▶ Exercise
Without the pictures, set down every record below exactly as it reads.

▶ Material provided
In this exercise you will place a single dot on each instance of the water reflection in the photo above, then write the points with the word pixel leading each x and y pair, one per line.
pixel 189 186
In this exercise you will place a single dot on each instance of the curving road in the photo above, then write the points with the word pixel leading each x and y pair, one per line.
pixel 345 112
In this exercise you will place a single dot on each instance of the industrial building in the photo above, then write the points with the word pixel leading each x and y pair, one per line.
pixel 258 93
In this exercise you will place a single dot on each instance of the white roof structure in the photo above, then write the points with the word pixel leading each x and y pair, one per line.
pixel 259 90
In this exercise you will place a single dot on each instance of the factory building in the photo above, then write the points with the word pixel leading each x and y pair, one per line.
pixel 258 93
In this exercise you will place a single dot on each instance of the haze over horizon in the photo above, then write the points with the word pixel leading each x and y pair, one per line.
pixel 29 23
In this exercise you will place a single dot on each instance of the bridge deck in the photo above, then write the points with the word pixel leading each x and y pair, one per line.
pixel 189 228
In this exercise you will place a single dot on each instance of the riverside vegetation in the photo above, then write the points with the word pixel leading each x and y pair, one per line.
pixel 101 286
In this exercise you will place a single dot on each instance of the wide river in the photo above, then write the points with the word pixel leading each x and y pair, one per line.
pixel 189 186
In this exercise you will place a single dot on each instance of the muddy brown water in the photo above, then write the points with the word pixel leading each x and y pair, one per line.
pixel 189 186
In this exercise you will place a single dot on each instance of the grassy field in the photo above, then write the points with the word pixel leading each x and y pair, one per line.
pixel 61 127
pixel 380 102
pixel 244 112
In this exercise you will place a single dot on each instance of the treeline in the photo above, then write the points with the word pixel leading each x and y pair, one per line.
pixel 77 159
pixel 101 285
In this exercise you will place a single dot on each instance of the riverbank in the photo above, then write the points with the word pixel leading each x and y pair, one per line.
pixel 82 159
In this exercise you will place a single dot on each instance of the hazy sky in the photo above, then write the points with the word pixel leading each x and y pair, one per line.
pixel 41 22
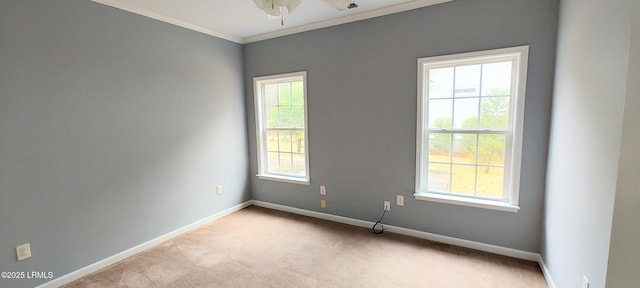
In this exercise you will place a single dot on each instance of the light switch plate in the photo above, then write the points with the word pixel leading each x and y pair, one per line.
pixel 23 251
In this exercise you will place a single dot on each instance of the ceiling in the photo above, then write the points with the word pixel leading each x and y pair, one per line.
pixel 242 22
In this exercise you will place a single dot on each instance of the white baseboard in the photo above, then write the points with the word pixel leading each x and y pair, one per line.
pixel 530 256
pixel 546 272
pixel 68 278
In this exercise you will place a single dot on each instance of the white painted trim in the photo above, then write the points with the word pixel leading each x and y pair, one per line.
pixel 468 201
pixel 75 275
pixel 546 272
pixel 258 99
pixel 121 4
pixel 157 16
pixel 405 231
pixel 342 20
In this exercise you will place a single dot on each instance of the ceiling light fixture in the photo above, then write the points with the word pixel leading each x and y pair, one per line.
pixel 274 7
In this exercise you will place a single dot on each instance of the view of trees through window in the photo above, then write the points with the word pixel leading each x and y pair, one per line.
pixel 468 125
pixel 285 128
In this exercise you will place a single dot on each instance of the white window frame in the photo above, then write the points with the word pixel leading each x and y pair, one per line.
pixel 513 146
pixel 258 88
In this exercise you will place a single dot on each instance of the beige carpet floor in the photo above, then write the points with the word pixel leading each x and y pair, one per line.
pixel 258 247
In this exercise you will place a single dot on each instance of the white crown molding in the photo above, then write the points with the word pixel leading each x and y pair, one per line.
pixel 120 4
pixel 346 19
pixel 161 17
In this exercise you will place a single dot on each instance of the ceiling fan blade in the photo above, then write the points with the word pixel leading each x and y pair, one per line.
pixel 340 4
pixel 292 5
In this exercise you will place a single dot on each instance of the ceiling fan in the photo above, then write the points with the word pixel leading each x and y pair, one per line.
pixel 274 7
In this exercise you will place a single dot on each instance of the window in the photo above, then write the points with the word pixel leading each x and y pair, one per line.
pixel 470 113
pixel 281 127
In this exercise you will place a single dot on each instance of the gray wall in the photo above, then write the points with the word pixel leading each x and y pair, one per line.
pixel 362 113
pixel 589 99
pixel 115 129
pixel 624 255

▶ Solved exercise
In this exercise you will place a single dot on each instance of the water reflection in the photo above, then write the points with the word pixel leading each x and y pair, one per line.
pixel 189 186
In this exercise you will place a single dot on each instance of the curving road in the photo above, then write the points with the word pixel leading each x and y pair, one per line.
pixel 345 112
In this exercise you will place a single dot on each instance of the industrial building in the photo above, then write the points with the word pixel leading each x and y pair, one per line.
pixel 258 93
In this exercise you will place a single dot on each instance of the white roof structure in the photo above, then write the points with the word pixel leading each x and y pair, one per line.
pixel 259 90
In this exercise you will place a single dot on each instance of the factory building in the photo above, then write the points with the word pixel leading each x and y pair, one per line.
pixel 258 93
In this exercise you will place a single dot on each instance of the haze over horizon in the photo above, then write the points with the word pixel leading each x and y pair, one per line.
pixel 29 23
In this exercise you will place a single dot on each instance of the bridge deck in the photo above, then write the points with the word pixel leading each x and y pair, one per line.
pixel 189 228
In this exercise you will place a single dot on each instance of the riverside vegetation in the photo above, then write the points with the word pixel leading each x and y pair, one per line.
pixel 101 286
In this exercise you will place a single dot on each instance of the wide river in the photo above, then write the points with the word pixel leading each x and y pair, one per line.
pixel 189 186
In this exercise you will place a single dot on each instance of the muddy brown water in the photo above, then write the points with the word pixel leading each x and y pair, one per line.
pixel 189 186
In this exercise you will place a single dot on each instance of the grassy field in the photo above, then write the points with the word pixel leading each x and y pair, one per line.
pixel 61 127
pixel 380 102
pixel 244 112
In this exercise you will place a single dot on each instance of the treeline in the photo above, then write the points with the word pixel leading each x and y pair, one per line.
pixel 77 159
pixel 101 285
In this exercise you will place a single dot on each instance of the riverbank in the photo above, then write the points with the word pixel leading each x and y pair, one per line.
pixel 82 159
In this exercise you will place a single dot on each instance of the hazy sky in the photo above, then write the points with the word pixel leading each x and y pair, one per line.
pixel 41 22
In this exercise you will place a single dot on each instance of the light switch plate in the photo above, then write the points with the word pixel leading each x and y pair, one per line.
pixel 23 251
In this exercise you will place a single dot on each instance of the ceiling in the photo above, then write the points with the word pixel leading each x and y pair, one per line.
pixel 242 22
In this exercise you will place a single dot on each instance of the white baseboard in the photo above, then write the points with the word pixel leading each x and y pair, one per line.
pixel 530 256
pixel 546 272
pixel 68 278
In this exercise you will place a single dot on each instance of the white painted trim in the photo above, then write the points with the word pixel leading each x and y pair, one per line.
pixel 468 201
pixel 75 275
pixel 546 272
pixel 258 99
pixel 121 4
pixel 157 16
pixel 405 231
pixel 342 20
In this exercise you will place a single dot on each instance of the ceiling light fixture in the photo above, then write the points with the word pixel leading each x and y pair, one per line.
pixel 274 7
In this exercise you will place a single dot on each instance of the view of trees through window in the photo above, then write the points with the word pixel leading each x and y pair, one per line.
pixel 468 125
pixel 285 128
In this exercise you will place a single dot on each instance of the white window frame in the photo above, then write the points with the word pixel leading each x and y pair, one per line.
pixel 513 146
pixel 258 88
In this exercise you will place a single dot on each instance of the beige carpet floor in the photo above, then write the points with the word pixel leading each x and y pair, one per line.
pixel 258 247
In this exercise you will place a single dot on each instance of the white crown molding in the photo above, then write the points with the word pixel leading each x and y pair, one per line.
pixel 120 4
pixel 346 19
pixel 161 17
In this exercise you will place a single dot on each instance of the ceiling fan blade in the photo above, then write the points with the word pixel leading each x and y pair, one per line.
pixel 340 4
pixel 292 5
In this exercise you will place a single dot on each instance of the ceiling fan in the photo above, then write the points with the word pixel leading each x and y pair, one per line.
pixel 274 7
In this exercise you will place a single dot on each instance of the window in the photo above, then write the points with the word pixel leading each x and y pair, one per line.
pixel 470 113
pixel 281 127
In this exercise you will place a single dot on each instance of the gray wall in the photo above, then write the points with the word pixel leading each x and y pair, one per line.
pixel 362 113
pixel 589 99
pixel 115 129
pixel 624 255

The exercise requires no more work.